WHAT THE EXERCISE ASKS:
Reproduce each of the records below word for word, keeping every line in its original order.
START ROWS
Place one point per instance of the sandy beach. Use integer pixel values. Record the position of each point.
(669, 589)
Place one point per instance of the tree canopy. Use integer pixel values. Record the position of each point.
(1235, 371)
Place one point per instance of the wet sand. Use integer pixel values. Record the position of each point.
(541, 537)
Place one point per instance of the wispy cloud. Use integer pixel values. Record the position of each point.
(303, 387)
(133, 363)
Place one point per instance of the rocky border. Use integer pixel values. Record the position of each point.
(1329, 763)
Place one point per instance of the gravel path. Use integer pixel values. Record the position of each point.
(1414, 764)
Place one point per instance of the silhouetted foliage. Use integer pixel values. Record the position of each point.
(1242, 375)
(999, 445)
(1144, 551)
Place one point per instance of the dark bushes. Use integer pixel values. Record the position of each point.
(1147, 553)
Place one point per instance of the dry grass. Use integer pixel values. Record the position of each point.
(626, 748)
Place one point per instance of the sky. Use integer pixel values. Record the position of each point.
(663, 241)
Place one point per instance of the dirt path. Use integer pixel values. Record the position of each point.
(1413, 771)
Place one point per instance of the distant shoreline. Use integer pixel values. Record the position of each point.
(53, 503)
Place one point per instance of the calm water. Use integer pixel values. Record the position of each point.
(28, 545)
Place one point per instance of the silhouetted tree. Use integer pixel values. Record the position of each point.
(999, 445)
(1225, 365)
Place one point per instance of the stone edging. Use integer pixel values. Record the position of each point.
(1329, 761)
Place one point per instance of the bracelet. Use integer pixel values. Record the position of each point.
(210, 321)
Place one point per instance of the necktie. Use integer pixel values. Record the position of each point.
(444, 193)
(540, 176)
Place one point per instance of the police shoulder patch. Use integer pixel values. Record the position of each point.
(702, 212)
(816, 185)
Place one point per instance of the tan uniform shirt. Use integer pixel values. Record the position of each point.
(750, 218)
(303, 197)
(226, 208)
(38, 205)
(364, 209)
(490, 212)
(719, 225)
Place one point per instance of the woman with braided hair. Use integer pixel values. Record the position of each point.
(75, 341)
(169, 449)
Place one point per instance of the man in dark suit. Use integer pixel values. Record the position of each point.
END ROWS
FINISHED TASK:
Place one point per instance of the sandy beach. Use integer pixel values. Record the position of each point.
(669, 589)
Place one point per instance of the tree canopy. Use integer pixel values. Record the position of each point.
(1235, 371)
Place one point per instance of the wet sand. Use integer pixel values. Record the position of each point.
(541, 537)
Place one point per instance of the wispy cloud. Use integer pixel values. Record the position of each point.
(303, 387)
(133, 363)
Place one point per instance of the rocky border. Use integer pixel values. Record the position of each point.
(1329, 763)
Place one point per instance of the gravel path. Use integer pixel values. Record the position of each point.
(1414, 764)
Place one point per instance of the silhouetted foliage. Use integer pixel values. Record the position of each point.
(1242, 375)
(999, 445)
(1144, 551)
Place one point per instance of the dark bushes. Use integer pixel values. Record the position of each point.
(1147, 553)
Place one point per instance of the dry grass. Use integer pixel values. Record the position of each point.
(626, 748)
Place one point per instance of the sky. Use integer pixel values. Record the position of each point.
(663, 241)
Place one point per instance of the dirt path. Use integer pixel values. Record the position of each point.
(1413, 771)
Place one point per instance of the distant shoreline. Use integer pixel values. Record the position of each point.
(53, 503)
Place one point per instance of the calm water. Use integer pixel values. Record the position of each point.
(28, 545)
Place one point per instance of the silhouetted tree. Use integer pixel values. Record the position of each point.
(999, 445)
(1225, 365)
Place one point per instance of the stone edging. Use integer pixel values. Record the position of each point.
(1329, 761)
Place one point per instance of the bracelet. Use integer pixel values. Record the position of each point.
(210, 321)
Place one point per instance of the necktie. Use integer pixel values. Record the position of each point.
(444, 193)
(540, 176)
Place one point per instance of the police shoulder patch. Use integer pixel values. Record the position of each point.
(702, 212)
(816, 185)
Place one point per instance of the tan uniform shirt. Use integer pixel values. Record the position of each point.
(750, 218)
(303, 197)
(226, 208)
(38, 205)
(364, 209)
(490, 212)
(719, 225)
Place one point per instance of the woman with braided hair. Use integer pixel values. Record the position of each point.
(75, 341)
(169, 449)
Place one point per instance of the man in dark suit. Use integer pixel values. Record the position of each point.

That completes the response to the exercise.